◆ Stated problem ◆
Gather every line of the records below that contains the string "clasped" and copy each of those lines in full. Matching is case-sensitive.

# Start of Material for this exercise

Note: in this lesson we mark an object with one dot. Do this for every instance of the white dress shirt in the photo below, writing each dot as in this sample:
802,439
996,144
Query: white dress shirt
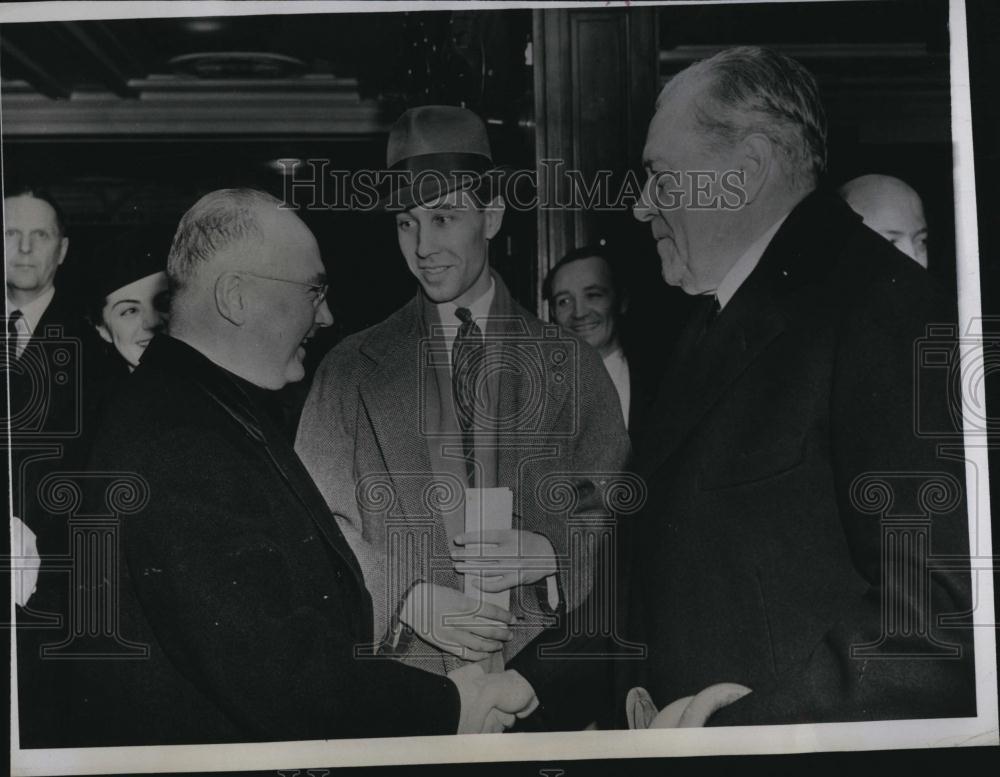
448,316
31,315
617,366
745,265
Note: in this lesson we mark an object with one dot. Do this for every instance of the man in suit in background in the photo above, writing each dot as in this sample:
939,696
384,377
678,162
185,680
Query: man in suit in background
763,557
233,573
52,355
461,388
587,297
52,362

# End of Material for this exercise
# Start of Material for this exercise

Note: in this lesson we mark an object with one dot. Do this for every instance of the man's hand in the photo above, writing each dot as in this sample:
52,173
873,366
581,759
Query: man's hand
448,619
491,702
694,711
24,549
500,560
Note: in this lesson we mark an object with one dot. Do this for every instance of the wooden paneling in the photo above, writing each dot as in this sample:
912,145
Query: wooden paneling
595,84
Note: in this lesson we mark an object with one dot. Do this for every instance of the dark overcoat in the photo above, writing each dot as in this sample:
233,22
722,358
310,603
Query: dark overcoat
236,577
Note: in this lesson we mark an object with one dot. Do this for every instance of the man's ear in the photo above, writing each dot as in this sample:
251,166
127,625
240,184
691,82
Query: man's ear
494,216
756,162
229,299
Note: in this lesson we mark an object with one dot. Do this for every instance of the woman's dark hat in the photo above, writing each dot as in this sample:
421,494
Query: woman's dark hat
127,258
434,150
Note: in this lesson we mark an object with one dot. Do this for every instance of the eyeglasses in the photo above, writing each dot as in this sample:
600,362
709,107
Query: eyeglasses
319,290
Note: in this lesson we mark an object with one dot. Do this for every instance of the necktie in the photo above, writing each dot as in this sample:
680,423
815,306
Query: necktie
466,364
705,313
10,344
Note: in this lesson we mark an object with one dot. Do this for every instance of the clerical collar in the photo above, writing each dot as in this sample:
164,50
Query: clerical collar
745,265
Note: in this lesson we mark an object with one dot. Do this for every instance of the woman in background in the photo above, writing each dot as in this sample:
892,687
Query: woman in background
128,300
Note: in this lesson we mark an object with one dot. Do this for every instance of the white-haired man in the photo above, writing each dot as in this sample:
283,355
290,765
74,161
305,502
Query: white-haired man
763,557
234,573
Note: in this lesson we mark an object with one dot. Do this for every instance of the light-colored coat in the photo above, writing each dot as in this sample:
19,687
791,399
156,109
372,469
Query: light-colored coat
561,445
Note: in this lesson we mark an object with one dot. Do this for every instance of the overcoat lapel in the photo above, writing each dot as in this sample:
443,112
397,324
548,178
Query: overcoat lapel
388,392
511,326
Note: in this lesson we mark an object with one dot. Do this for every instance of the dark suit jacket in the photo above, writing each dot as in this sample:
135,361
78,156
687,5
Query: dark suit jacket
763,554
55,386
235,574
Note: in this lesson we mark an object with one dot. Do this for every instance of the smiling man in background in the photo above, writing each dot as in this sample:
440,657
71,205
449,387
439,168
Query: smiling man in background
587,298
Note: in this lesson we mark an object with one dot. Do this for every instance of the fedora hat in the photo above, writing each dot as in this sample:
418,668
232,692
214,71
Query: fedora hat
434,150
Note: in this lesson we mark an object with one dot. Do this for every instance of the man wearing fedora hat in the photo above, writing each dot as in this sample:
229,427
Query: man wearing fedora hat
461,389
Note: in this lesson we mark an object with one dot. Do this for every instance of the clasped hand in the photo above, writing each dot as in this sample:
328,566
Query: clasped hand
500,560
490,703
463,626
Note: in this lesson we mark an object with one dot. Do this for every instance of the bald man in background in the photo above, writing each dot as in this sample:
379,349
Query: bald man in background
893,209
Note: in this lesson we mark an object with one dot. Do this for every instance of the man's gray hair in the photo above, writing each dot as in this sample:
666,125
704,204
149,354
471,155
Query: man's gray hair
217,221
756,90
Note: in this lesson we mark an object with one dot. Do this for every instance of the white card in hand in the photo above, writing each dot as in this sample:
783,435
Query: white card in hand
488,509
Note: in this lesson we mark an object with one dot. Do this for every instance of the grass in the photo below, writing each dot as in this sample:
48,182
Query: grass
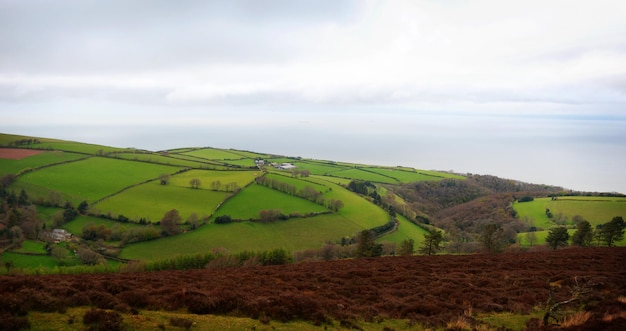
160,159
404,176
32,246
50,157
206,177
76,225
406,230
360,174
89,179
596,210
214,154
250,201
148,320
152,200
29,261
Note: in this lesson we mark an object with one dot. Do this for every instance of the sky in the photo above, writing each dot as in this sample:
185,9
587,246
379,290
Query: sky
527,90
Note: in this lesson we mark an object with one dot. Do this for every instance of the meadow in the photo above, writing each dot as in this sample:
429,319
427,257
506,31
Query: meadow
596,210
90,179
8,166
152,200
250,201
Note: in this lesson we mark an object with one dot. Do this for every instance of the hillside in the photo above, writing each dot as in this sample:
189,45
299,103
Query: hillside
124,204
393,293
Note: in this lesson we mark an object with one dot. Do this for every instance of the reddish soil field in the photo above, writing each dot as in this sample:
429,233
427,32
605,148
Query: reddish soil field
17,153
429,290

# End of Material for this exercise

◆ Right answer ◆
Note: in this lesson we mark an object with one dot. Do this for every instance of the clasped hand in the photo above, writing each dot as in this sample:
Query: clasped hand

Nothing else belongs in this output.